TASKS TO PERFORM:
A - Decide whether each statement agrees with the biography of Bode Rhodes-Vivour: (i) he was born in Lagos Island; (ii) he was Called to the Bar in 1974; (iii) he became Director of Public Prosecutions in 1994. Answer each with yes or no and quote the words from the biography that decide it.
B - Reproduce the part of the biography of Bode Rhodes-Vivour starting with "to the family" and going on through "the Commonwealth Programme.".
C - List every distinct year that the biography of Bode Rhodes-Vivour mentions.

— BEGIN GIVEN PASSAGE —

Bode Rhodes-Vivour  CFR (born 22 March 1951) is a Nigerian jurist and former Justice of the Supreme Court of Nigeria.

Early life
Bode Rhodes-vivour was born on March 22, 1951 in Lagos Island, a city of Lagos State western Nigeria.
to the family of Mr and Mrs Akinwunmi Rhodes-Vivour. He obtained a bachelor's degree in Law from the University of Lagos in 1974 and was Called to the Bar in 1975 after graduating from the Nigerian Law School.
In 1983, he received a certificate in Legislative Drafting from the University of Nairobi under the Commonwealth Programme.

Law career
In 1975, he joined the Lagos State Judiciary as State Counsel and became Director of Public Prosecutions in 1989. He was appointed a High Court Judge in 1994 and in 2005 appointed to the Nigerian courts of appeal as Justice.

— END GIVEN PASSAGE —
— BEGIN RECORD EXTRACTS —

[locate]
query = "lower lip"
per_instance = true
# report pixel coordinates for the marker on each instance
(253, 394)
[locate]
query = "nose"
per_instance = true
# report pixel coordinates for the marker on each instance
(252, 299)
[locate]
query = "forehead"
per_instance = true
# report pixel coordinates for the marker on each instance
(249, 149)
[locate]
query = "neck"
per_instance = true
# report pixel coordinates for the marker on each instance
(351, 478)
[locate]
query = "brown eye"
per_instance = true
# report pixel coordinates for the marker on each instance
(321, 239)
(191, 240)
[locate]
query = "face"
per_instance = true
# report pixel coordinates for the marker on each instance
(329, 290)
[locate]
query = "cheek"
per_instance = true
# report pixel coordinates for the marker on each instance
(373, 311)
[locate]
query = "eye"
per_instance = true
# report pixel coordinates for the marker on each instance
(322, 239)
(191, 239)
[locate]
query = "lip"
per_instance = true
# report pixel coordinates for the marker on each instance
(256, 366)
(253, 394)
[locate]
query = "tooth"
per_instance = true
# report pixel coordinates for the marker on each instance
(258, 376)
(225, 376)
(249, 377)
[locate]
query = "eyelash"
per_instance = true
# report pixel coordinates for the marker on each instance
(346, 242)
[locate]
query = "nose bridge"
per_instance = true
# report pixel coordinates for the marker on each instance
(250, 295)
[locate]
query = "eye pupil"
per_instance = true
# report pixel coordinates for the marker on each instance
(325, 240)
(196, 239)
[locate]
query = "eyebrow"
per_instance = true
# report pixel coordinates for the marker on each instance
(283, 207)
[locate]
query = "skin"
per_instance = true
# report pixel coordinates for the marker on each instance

— END RECORD EXTRACTS —

SOLUTIONS TO THE EXERCISE:
A -
(i) Yes: "Bode Rhodes-vivour was born on March 22, 1951 in Lagos Island"
(ii) No: "was Called to the Bar in 1975"
(iii) No: "became Director of Public Prosecutions in 1989"

B -
to the family of Mr and Mrs Akinwunmi Rhodes-Vivour. He obtained a bachelor's degree in Law from the University of Lagos in 1974 and was Called to the Bar in 1975 after graduating from the Nigerian Law School.
In 1983, he received a certificate in Legislative Drafting from the University of Nairobi under the Commonwealth Programme.

C - 1951, 1974, 1975, 1983, 1989, 1994, 2005